### Your objective:
Where the data below has the string "blonde", return the whole line.

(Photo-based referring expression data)
▬▬▬▬▬▬
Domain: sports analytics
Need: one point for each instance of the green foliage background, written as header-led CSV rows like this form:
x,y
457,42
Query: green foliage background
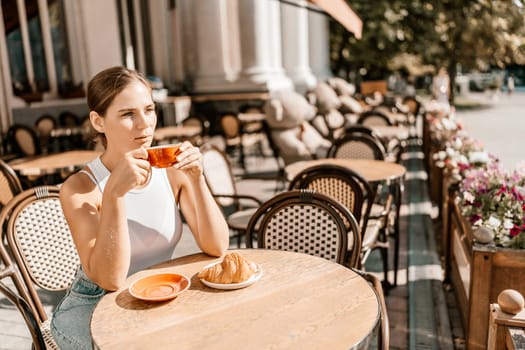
x,y
418,35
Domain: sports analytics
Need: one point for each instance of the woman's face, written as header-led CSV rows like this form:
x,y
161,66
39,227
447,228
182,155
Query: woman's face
x,y
130,120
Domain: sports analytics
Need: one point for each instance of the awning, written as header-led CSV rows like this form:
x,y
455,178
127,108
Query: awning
x,y
343,14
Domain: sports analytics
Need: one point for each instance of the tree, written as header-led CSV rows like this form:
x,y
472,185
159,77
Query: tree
x,y
476,34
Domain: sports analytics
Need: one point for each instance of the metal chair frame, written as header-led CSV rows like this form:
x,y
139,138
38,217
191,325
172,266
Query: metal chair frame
x,y
10,184
232,203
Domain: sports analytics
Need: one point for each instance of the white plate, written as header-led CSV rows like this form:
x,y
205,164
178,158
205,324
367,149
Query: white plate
x,y
229,286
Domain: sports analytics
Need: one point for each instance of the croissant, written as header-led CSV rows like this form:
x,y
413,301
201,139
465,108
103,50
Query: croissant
x,y
234,268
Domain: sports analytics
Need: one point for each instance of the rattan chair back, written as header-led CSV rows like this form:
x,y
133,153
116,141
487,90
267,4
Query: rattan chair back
x,y
342,184
307,222
40,251
39,239
357,146
374,118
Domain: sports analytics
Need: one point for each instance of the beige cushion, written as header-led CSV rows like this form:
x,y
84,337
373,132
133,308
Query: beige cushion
x,y
299,143
326,98
239,220
341,86
350,105
288,109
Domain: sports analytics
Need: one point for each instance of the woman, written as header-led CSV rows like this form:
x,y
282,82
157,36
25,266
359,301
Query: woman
x,y
123,214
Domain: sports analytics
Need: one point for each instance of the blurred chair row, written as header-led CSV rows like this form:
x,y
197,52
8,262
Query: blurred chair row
x,y
49,135
327,212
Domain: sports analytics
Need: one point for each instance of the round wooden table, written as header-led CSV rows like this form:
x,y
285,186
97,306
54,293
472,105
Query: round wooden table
x,y
53,163
371,170
301,302
390,132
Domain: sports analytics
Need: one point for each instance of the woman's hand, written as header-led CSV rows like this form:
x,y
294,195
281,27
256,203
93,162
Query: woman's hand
x,y
189,160
131,171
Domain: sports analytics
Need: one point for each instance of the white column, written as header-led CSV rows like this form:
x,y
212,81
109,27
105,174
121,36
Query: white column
x,y
214,70
319,34
101,38
260,38
48,48
5,81
294,22
160,27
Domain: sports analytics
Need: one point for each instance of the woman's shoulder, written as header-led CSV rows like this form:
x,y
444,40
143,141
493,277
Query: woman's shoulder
x,y
79,183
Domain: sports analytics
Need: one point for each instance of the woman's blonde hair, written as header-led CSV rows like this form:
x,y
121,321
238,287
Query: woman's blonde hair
▬▬▬▬▬▬
### Answer:
Need: one point for each instance of the woman's blonde hair, written as header-led CSV rows like this form:
Query: woman's blonde hair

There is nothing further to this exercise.